§ **AIM OF THE TASK**: Once you reach the line that contains "Would you be able to point at the white balustrade", retype it and every line after it exactly, ending with the last line of the entries.

§ **MATERIAL PROVIDED**:
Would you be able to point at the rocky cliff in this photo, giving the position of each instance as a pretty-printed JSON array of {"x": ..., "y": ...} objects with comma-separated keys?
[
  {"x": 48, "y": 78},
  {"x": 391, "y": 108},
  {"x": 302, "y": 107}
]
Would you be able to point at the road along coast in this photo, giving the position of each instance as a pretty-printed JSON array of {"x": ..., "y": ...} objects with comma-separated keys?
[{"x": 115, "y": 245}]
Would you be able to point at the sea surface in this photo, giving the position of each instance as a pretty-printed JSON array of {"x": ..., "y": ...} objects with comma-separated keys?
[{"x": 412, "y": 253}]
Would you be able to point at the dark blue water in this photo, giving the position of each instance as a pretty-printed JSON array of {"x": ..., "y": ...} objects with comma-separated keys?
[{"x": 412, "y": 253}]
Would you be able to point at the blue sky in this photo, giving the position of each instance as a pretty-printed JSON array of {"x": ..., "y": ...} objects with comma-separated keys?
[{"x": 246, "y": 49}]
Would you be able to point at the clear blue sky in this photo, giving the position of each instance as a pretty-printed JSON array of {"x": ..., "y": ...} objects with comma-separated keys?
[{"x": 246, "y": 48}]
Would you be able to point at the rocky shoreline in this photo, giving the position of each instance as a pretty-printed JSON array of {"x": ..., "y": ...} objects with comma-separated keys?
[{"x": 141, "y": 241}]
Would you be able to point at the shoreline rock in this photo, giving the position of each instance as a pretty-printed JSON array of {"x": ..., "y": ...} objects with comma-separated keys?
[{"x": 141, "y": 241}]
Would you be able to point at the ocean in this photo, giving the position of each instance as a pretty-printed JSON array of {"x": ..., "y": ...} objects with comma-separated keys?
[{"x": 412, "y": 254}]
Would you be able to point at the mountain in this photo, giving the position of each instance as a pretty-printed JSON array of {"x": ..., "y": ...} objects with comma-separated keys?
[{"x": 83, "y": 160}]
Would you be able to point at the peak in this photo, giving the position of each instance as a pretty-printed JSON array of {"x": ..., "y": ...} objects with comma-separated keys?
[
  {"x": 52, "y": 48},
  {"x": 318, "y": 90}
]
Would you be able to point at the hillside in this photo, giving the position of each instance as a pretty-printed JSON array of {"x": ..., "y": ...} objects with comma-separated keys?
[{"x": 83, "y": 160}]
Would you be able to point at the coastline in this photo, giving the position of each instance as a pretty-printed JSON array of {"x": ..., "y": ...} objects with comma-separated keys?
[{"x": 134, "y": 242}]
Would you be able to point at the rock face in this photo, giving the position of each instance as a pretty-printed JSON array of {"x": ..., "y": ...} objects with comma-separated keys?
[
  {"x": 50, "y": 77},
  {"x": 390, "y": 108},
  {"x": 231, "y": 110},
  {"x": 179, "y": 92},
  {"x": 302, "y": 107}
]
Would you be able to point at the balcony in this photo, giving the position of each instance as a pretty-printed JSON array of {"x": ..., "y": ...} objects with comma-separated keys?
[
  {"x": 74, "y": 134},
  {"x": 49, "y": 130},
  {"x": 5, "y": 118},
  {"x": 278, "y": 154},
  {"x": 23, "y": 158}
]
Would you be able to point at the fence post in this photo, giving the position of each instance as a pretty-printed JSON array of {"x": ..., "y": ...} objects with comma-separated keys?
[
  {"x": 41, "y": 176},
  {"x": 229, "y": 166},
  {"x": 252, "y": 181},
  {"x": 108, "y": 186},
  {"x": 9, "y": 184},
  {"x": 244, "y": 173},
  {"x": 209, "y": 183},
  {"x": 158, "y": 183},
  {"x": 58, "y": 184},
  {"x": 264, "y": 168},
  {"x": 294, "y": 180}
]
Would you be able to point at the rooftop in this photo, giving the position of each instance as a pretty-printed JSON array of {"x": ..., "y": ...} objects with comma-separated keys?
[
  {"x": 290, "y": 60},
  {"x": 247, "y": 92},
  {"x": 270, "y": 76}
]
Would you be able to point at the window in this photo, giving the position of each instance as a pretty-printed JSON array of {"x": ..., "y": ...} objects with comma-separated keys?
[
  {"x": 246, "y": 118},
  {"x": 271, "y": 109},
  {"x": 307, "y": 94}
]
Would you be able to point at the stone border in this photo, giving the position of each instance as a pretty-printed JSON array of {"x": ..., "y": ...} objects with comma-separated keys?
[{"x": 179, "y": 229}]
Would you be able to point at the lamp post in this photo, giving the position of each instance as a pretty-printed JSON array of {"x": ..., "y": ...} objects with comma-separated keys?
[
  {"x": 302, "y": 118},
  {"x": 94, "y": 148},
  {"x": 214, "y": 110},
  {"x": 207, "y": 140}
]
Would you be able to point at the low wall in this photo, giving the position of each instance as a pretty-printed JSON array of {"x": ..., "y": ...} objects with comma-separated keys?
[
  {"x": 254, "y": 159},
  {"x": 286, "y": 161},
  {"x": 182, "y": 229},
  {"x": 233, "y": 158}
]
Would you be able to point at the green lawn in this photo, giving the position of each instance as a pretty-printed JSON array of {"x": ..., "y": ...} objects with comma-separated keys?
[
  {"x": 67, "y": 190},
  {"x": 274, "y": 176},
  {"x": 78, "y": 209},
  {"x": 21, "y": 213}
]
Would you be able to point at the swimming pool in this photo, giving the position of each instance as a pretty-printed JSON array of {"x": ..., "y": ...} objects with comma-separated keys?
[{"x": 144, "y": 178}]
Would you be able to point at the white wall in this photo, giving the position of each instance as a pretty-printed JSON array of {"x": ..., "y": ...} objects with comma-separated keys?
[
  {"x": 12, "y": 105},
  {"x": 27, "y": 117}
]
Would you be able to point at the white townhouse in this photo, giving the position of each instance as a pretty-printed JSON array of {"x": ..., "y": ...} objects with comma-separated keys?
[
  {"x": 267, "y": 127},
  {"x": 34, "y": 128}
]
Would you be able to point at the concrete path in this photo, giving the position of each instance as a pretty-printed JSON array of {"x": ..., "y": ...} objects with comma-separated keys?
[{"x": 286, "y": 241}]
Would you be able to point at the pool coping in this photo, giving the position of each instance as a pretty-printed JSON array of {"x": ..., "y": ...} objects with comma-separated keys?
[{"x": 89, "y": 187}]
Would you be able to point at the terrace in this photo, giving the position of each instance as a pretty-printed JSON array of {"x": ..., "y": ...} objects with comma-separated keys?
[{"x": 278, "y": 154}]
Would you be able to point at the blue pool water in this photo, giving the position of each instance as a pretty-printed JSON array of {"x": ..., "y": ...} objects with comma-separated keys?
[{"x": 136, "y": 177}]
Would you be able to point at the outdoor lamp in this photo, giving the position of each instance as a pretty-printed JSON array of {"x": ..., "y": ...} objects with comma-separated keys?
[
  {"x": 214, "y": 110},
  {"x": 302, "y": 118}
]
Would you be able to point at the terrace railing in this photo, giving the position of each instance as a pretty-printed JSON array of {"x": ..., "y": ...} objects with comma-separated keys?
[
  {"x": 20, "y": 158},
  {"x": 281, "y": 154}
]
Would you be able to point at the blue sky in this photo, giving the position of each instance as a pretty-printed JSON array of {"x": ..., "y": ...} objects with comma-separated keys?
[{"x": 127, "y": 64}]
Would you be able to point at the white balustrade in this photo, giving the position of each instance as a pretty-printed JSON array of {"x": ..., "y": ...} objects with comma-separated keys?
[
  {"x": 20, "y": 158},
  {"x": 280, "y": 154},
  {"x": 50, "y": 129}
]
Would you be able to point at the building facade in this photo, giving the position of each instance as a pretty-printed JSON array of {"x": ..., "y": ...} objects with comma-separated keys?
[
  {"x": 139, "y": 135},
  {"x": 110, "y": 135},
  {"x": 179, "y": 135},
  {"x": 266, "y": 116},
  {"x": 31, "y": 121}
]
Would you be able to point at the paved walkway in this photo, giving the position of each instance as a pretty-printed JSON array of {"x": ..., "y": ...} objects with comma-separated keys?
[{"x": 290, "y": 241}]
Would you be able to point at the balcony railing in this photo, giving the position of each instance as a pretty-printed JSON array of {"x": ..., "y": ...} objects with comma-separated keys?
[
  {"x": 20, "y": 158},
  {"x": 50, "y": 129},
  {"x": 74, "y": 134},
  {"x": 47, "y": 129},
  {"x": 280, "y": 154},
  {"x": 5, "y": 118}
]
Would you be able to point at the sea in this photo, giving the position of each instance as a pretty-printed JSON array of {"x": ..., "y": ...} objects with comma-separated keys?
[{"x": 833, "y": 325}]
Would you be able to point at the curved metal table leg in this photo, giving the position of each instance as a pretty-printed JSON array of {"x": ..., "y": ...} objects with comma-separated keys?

§ **EXERCISE RESPONSE**:
Would you be able to point at the white balustrade in this photo, giving the position of each instance as a pretty-printed JSON array of {"x": ..., "y": ...} objects with comma-separated keys?
[
  {"x": 20, "y": 158},
  {"x": 280, "y": 154},
  {"x": 50, "y": 129}
]
Would you be able to point at the building facade in this photo, giving the position of each instance as a pretty-printed JSON array of {"x": ..., "y": ...} objects with comma-separated keys?
[
  {"x": 139, "y": 135},
  {"x": 110, "y": 135},
  {"x": 179, "y": 135},
  {"x": 266, "y": 116},
  {"x": 31, "y": 121}
]
Would you be able to point at the paved walkway in this photo, giving the position of each instance as a pretty-printed JSON array of {"x": ..., "y": ...} objects with comma-separated keys?
[{"x": 290, "y": 241}]
Would you be able to point at the balcony railing in this photo, giving the position of each instance as a pretty-printed JSON array of {"x": ..., "y": ...} objects with comma-separated keys?
[
  {"x": 20, "y": 158},
  {"x": 50, "y": 129},
  {"x": 74, "y": 134},
  {"x": 47, "y": 129},
  {"x": 280, "y": 154},
  {"x": 5, "y": 118}
]
Would you be able to point at the sea in this photo, giving the position of each instance as a pretty-printed JSON array of {"x": ..., "y": ...} objects with comma-separated keys?
[{"x": 833, "y": 325}]
Would you be able to point at the curved metal table leg in this photo, giving the position of each instance as a pretty-printed JSON array of {"x": ..., "y": ...} objects with comma-separated keys?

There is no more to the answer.